• **Supplied passage**:
- Born: April 17, 1971 (age 55)
- Other name: CHACO (pen name)
- Occupation: Manga Artist
- Notable work: No Gender! The Queer Life of an Intersex Manga Artist, At 30 I Realized I Had No Gender
- Spouse(s): IKKAN, Usaki Kou

= Shou Arai =

Japanese manga artist

Shou Arai (also spelled Shō Arai, Japanese: 新井 祥; born April 17, 1971) is an author and manga artist. He is known for his work relating to LGBTQI experiences including At 30, I Realized I Had No Gender and Gakkōde wa Oshiete Kurenai 'Sekumai' no Hanashi (English title: The Story of Sexual Minorities They Didn't Tell You In School). He also starred in Seibetsu ga, Nai! Intersex Mangaka no Queer na Hibi (English title: No Gender! The Queer Life of an Intersex Manga Artist), a documentary based on his life. Arai is an intersex transgender man.
==Works==

Arai focuses on personal stories in his works. When asked in an interview about the importance of representing a variety of people in manga and books, Arai responded, "Because I have a mind that rebels against the idea that 'the majority is the righteous one, so the minority should put up with it and conform to the majority.'"

In 2002, Arai released a book called カムアウト 胸取っちゃった日記 (translation: "Coming Out: Diary of Getting My Breasts Removed"). The book was released under the pen name CHACO and is about Arai's top surgery.

Arai created a four panel essay manga called Seibetsu ga, Nai!, separate from the similarly named documentary he starred in. This manga was first published in 2005. Volume 15 was published in 2015. Arai also created Change H (2009-2013), a manga about a boy turning into a girl and a girl turning into a boy, and Yuzu no Koto (2018), a manga about a girl's best friend changing gender.

• **Data under study**:
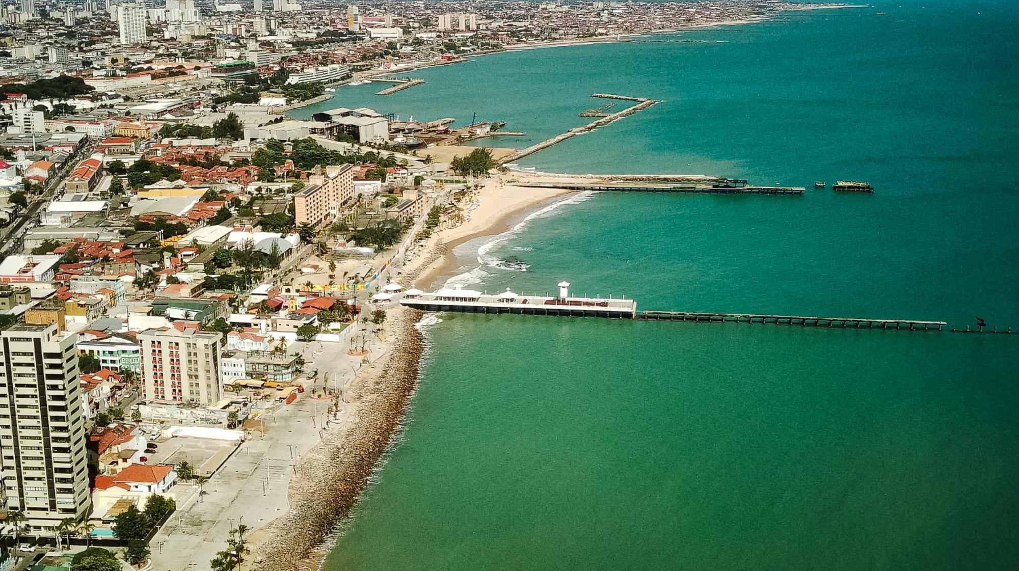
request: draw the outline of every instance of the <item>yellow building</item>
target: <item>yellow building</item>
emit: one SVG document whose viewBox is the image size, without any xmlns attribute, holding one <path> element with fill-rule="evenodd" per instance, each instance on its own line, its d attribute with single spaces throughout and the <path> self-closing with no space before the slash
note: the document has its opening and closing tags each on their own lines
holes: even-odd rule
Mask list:
<svg viewBox="0 0 1019 571">
<path fill-rule="evenodd" d="M 123 122 L 113 127 L 113 135 L 131 137 L 133 139 L 149 139 L 152 137 L 152 131 L 145 123 Z"/>
<path fill-rule="evenodd" d="M 46 304 L 40 304 L 25 311 L 24 322 L 33 325 L 49 325 L 50 323 L 56 323 L 57 331 L 63 332 L 64 317 L 66 315 L 67 310 L 64 308 L 63 302 L 54 301 Z"/>
<path fill-rule="evenodd" d="M 193 189 L 191 187 L 183 187 L 180 189 L 140 189 L 138 191 L 138 198 L 171 198 L 171 197 L 201 197 L 205 194 L 205 191 L 200 189 Z"/>
</svg>

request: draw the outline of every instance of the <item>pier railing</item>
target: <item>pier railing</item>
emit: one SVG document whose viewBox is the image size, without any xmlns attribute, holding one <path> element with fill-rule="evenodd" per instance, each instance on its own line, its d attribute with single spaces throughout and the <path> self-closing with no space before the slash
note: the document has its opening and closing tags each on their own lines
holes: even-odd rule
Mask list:
<svg viewBox="0 0 1019 571">
<path fill-rule="evenodd" d="M 658 321 L 697 321 L 706 323 L 772 323 L 807 327 L 840 327 L 856 329 L 941 330 L 945 321 L 915 319 L 869 319 L 865 317 L 813 317 L 804 315 L 772 315 L 760 313 L 708 313 L 697 311 L 642 311 L 639 319 Z"/>
</svg>

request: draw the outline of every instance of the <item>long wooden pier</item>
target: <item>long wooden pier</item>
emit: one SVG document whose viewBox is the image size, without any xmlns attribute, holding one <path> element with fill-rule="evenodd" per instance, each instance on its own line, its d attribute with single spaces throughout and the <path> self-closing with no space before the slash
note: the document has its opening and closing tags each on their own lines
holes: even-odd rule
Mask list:
<svg viewBox="0 0 1019 571">
<path fill-rule="evenodd" d="M 386 88 L 376 93 L 375 95 L 389 95 L 391 93 L 396 93 L 397 91 L 403 91 L 409 88 L 413 88 L 414 86 L 420 86 L 423 83 L 425 83 L 424 80 L 405 80 L 399 82 L 395 86 L 392 86 L 391 88 Z"/>
<path fill-rule="evenodd" d="M 521 187 L 616 193 L 692 193 L 710 195 L 802 195 L 803 187 L 738 187 L 729 185 L 571 185 L 525 183 Z"/>
<path fill-rule="evenodd" d="M 853 329 L 909 329 L 940 331 L 948 326 L 945 321 L 918 321 L 915 319 L 867 319 L 863 317 L 811 317 L 801 315 L 771 315 L 758 313 L 707 313 L 696 311 L 642 311 L 638 319 L 657 321 L 695 321 L 701 323 L 769 323 L 800 325 L 805 327 L 836 327 Z"/>
<path fill-rule="evenodd" d="M 623 117 L 626 117 L 626 116 L 629 116 L 629 115 L 632 115 L 632 114 L 636 113 L 637 111 L 641 111 L 643 109 L 647 109 L 648 107 L 650 107 L 652 105 L 655 105 L 657 103 L 661 103 L 660 99 L 645 99 L 645 98 L 642 98 L 642 97 L 629 97 L 629 96 L 626 96 L 626 95 L 612 95 L 612 94 L 604 94 L 604 93 L 591 94 L 591 97 L 601 97 L 601 98 L 605 98 L 605 99 L 622 99 L 622 100 L 626 100 L 626 101 L 634 101 L 634 102 L 636 102 L 636 104 L 632 105 L 630 107 L 627 107 L 626 109 L 624 109 L 622 111 L 616 111 L 616 112 L 614 112 L 614 113 L 612 113 L 610 115 L 605 115 L 603 117 L 600 117 L 600 118 L 598 118 L 598 119 L 596 119 L 594 121 L 591 121 L 591 122 L 587 123 L 586 125 L 571 128 L 570 131 L 568 131 L 566 133 L 561 133 L 559 135 L 556 135 L 555 137 L 552 137 L 551 139 L 546 139 L 545 141 L 542 141 L 541 143 L 538 143 L 536 145 L 531 145 L 530 147 L 528 147 L 526 149 L 521 149 L 521 150 L 519 150 L 519 151 L 517 151 L 517 152 L 515 152 L 513 154 L 509 154 L 509 155 L 503 157 L 501 159 L 501 164 L 505 164 L 505 163 L 518 161 L 518 160 L 520 160 L 520 159 L 522 159 L 522 158 L 524 158 L 524 157 L 526 157 L 526 156 L 528 156 L 530 154 L 532 154 L 532 153 L 537 153 L 538 151 L 540 151 L 542 149 L 546 149 L 548 147 L 551 147 L 552 145 L 555 145 L 556 143 L 561 143 L 562 141 L 566 141 L 567 139 L 570 139 L 571 137 L 580 135 L 582 133 L 592 132 L 592 131 L 598 128 L 599 126 L 604 126 L 604 125 L 606 125 L 606 124 L 608 124 L 608 123 L 610 123 L 612 121 L 622 119 Z"/>
<path fill-rule="evenodd" d="M 608 113 L 605 111 L 615 107 L 614 103 L 606 103 L 597 109 L 588 109 L 587 111 L 581 111 L 580 116 L 582 117 L 607 117 Z"/>
</svg>

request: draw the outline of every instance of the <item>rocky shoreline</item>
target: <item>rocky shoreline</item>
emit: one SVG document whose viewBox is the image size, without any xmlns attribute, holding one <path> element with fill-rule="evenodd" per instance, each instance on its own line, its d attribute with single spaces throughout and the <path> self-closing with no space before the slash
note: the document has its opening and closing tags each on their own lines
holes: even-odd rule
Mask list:
<svg viewBox="0 0 1019 571">
<path fill-rule="evenodd" d="M 444 245 L 432 237 L 400 280 L 413 282 L 444 253 Z M 364 365 L 351 381 L 345 397 L 348 419 L 327 427 L 323 438 L 302 456 L 287 491 L 290 509 L 253 533 L 246 569 L 319 569 L 331 547 L 329 538 L 357 505 L 392 444 L 418 386 L 425 342 L 416 327 L 422 312 L 396 307 L 387 314 L 388 354 Z"/>
<path fill-rule="evenodd" d="M 345 426 L 329 428 L 305 454 L 290 483 L 290 510 L 265 526 L 251 546 L 250 569 L 317 569 L 318 552 L 357 504 L 379 459 L 392 443 L 418 385 L 424 340 L 415 324 L 422 313 L 397 308 L 388 322 L 393 348 L 383 364 L 366 365 L 352 382 Z"/>
</svg>

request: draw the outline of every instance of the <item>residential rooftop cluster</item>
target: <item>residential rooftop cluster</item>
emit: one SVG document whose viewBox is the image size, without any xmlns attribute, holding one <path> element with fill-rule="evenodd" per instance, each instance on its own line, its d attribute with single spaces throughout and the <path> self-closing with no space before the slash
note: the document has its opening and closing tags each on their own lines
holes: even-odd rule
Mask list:
<svg viewBox="0 0 1019 571">
<path fill-rule="evenodd" d="M 0 6 L 0 531 L 40 547 L 0 558 L 112 537 L 144 566 L 154 529 L 267 418 L 342 408 L 344 363 L 316 356 L 360 358 L 407 253 L 496 165 L 431 153 L 498 121 L 287 111 L 471 54 L 790 6 Z"/>
</svg>

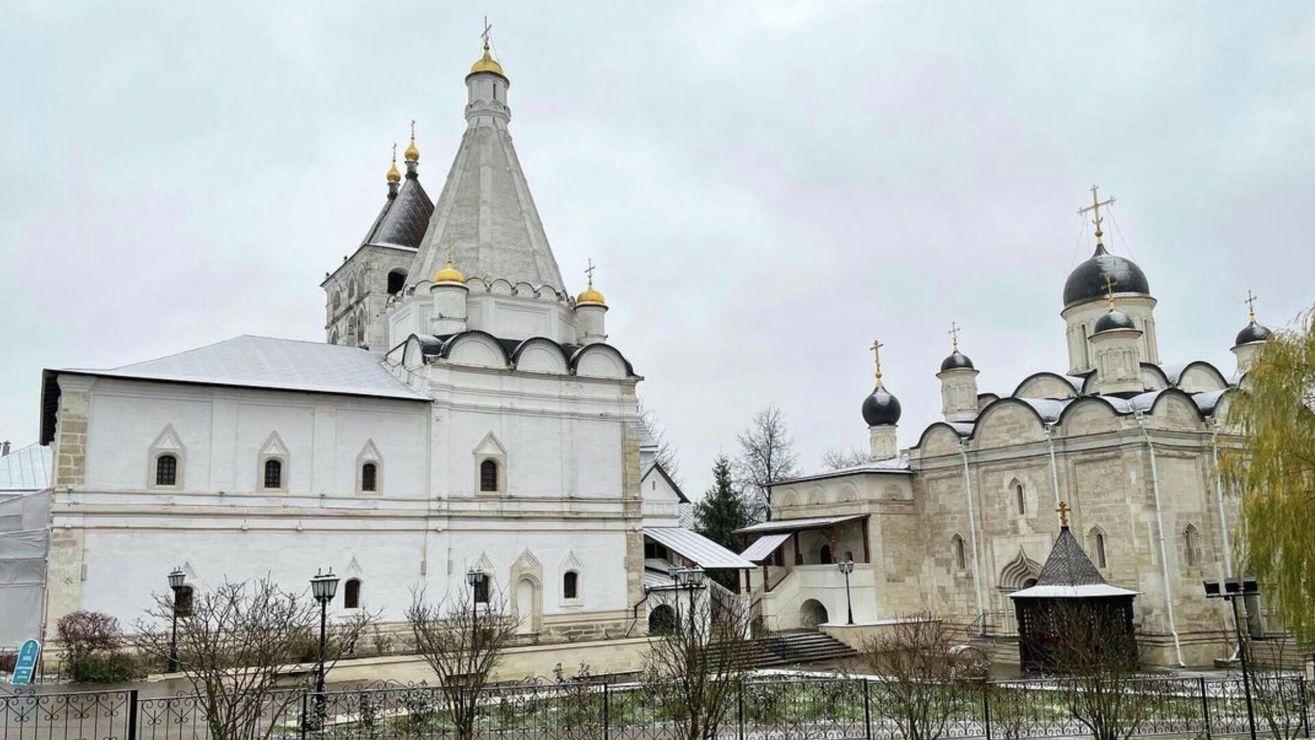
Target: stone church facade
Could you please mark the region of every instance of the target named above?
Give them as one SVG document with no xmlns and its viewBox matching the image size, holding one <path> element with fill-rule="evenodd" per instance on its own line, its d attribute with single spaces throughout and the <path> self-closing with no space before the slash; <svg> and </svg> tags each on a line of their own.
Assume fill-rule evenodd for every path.
<svg viewBox="0 0 1315 740">
<path fill-rule="evenodd" d="M 680 529 L 681 495 L 656 485 L 642 378 L 605 341 L 592 269 L 567 291 L 488 46 L 466 87 L 437 201 L 413 136 L 326 274 L 326 342 L 45 371 L 47 635 L 74 610 L 130 624 L 175 566 L 195 589 L 268 574 L 302 590 L 331 569 L 335 614 L 385 623 L 413 589 L 438 599 L 480 570 L 525 641 L 646 632 L 644 528 Z"/>
<path fill-rule="evenodd" d="M 1137 591 L 1143 656 L 1208 665 L 1231 654 L 1227 610 L 1202 579 L 1232 574 L 1239 499 L 1219 473 L 1239 444 L 1230 395 L 1269 330 L 1237 334 L 1235 373 L 1160 363 L 1145 275 L 1101 242 L 1069 277 L 1061 317 L 1069 369 L 981 392 L 959 350 L 938 371 L 943 420 L 897 452 L 898 400 L 877 365 L 864 400 L 871 460 L 772 489 L 772 520 L 744 531 L 751 586 L 776 628 L 843 623 L 852 558 L 857 621 L 931 611 L 974 633 L 1015 635 L 1009 594 L 1031 586 L 1072 507 L 1072 531 L 1105 579 Z M 880 345 L 877 345 L 880 348 Z M 1247 628 L 1266 628 L 1258 603 Z"/>
</svg>

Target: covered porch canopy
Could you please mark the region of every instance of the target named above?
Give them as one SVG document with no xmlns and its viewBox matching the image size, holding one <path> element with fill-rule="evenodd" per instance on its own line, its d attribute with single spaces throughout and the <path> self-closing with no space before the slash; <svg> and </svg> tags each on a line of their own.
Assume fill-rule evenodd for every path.
<svg viewBox="0 0 1315 740">
<path fill-rule="evenodd" d="M 859 529 L 863 533 L 863 560 L 853 560 L 857 562 L 868 562 L 871 560 L 871 546 L 868 542 L 867 514 L 810 516 L 806 519 L 775 519 L 736 529 L 735 533 L 743 537 L 746 544 L 750 542 L 751 537 L 757 536 L 757 539 L 753 540 L 752 544 L 748 544 L 739 557 L 764 568 L 768 565 L 786 565 L 784 550 L 785 542 L 790 541 L 794 545 L 794 557 L 790 565 L 803 565 L 803 553 L 800 550 L 800 533 L 821 532 L 827 540 L 827 545 L 823 548 L 825 556 L 822 560 L 831 562 L 836 560 L 836 529 L 840 525 L 849 523 L 860 523 L 861 525 Z"/>
</svg>

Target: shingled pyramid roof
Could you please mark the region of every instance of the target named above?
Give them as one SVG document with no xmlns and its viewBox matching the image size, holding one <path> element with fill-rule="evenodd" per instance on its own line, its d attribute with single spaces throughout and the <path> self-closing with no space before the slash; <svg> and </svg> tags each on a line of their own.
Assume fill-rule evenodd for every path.
<svg viewBox="0 0 1315 740">
<path fill-rule="evenodd" d="M 1041 574 L 1036 577 L 1036 585 L 1014 591 L 1009 596 L 1015 598 L 1086 598 L 1086 596 L 1131 596 L 1136 591 L 1110 586 L 1105 577 L 1086 557 L 1086 550 L 1078 544 L 1077 537 L 1065 524 L 1060 528 L 1060 536 L 1055 539 L 1051 556 L 1041 566 Z"/>
<path fill-rule="evenodd" d="M 1099 586 L 1105 578 L 1091 558 L 1086 557 L 1086 550 L 1077 544 L 1077 537 L 1068 527 L 1060 529 L 1060 536 L 1055 539 L 1051 548 L 1051 557 L 1045 558 L 1041 574 L 1036 577 L 1038 586 Z"/>
<path fill-rule="evenodd" d="M 425 229 L 429 228 L 429 217 L 434 215 L 434 203 L 421 187 L 416 167 L 408 166 L 408 170 L 397 195 L 384 201 L 366 238 L 360 240 L 362 245 L 419 248 Z"/>
</svg>

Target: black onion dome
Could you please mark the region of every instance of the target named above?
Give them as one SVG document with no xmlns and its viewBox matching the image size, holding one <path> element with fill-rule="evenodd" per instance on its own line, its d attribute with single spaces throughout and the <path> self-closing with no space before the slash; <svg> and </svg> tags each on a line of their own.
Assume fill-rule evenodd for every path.
<svg viewBox="0 0 1315 740">
<path fill-rule="evenodd" d="M 956 349 L 949 357 L 942 361 L 940 371 L 944 373 L 945 370 L 974 370 L 973 361 Z"/>
<path fill-rule="evenodd" d="M 899 399 L 885 386 L 877 386 L 872 395 L 863 399 L 863 420 L 868 427 L 885 427 L 899 421 Z"/>
<path fill-rule="evenodd" d="M 1151 295 L 1145 273 L 1131 259 L 1095 248 L 1090 259 L 1078 265 L 1064 280 L 1064 308 L 1106 296 L 1105 278 L 1114 278 L 1114 292 Z"/>
<path fill-rule="evenodd" d="M 1247 324 L 1247 327 L 1243 328 L 1243 330 L 1237 332 L 1237 341 L 1233 342 L 1233 346 L 1251 342 L 1268 341 L 1272 333 L 1273 332 L 1270 332 L 1265 327 L 1261 327 L 1260 324 L 1252 321 L 1251 324 Z"/>
<path fill-rule="evenodd" d="M 1132 319 L 1127 313 L 1111 308 L 1109 313 L 1101 316 L 1095 321 L 1095 333 L 1109 332 L 1110 329 L 1136 329 L 1137 325 L 1132 323 Z"/>
</svg>

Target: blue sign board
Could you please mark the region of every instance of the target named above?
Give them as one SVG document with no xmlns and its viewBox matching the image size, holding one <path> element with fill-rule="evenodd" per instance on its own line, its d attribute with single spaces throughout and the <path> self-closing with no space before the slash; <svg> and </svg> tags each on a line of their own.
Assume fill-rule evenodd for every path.
<svg viewBox="0 0 1315 740">
<path fill-rule="evenodd" d="M 32 683 L 32 674 L 37 670 L 37 656 L 41 654 L 41 643 L 28 640 L 18 648 L 18 664 L 13 668 L 13 678 L 9 681 L 14 686 Z"/>
</svg>

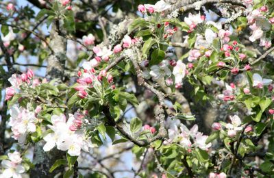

• **What is expected**: From the Shou Arai biography, copy everything from "- Occupation: Manga" down to "intersex transgender man.".

• **Response to this exercise**:
- Occupation: Manga Artist
- Notable work: No Gender! The Queer Life of an Intersex Manga Artist, At 30 I Realized I Had No Gender
- Spouse(s): IKKAN, Usaki Kou

= Shou Arai =

Japanese manga artist

Shou Arai (also spelled Shō Arai, Japanese: 新井 祥; born April 17, 1971) is an author and manga artist. He is known for his work relating to LGBTQI experiences including At 30, I Realized I Had No Gender and Gakkōde wa Oshiete Kurenai 'Sekumai' no Hanashi (English title: The Story of Sexual Minorities They Didn't Tell You In School). He also starred in Seibetsu ga, Nai! Intersex Mangaka no Queer na Hibi (English title: No Gender! The Queer Life of an Intersex Manga Artist), a documentary based on his life. Arai is an intersex transgender man.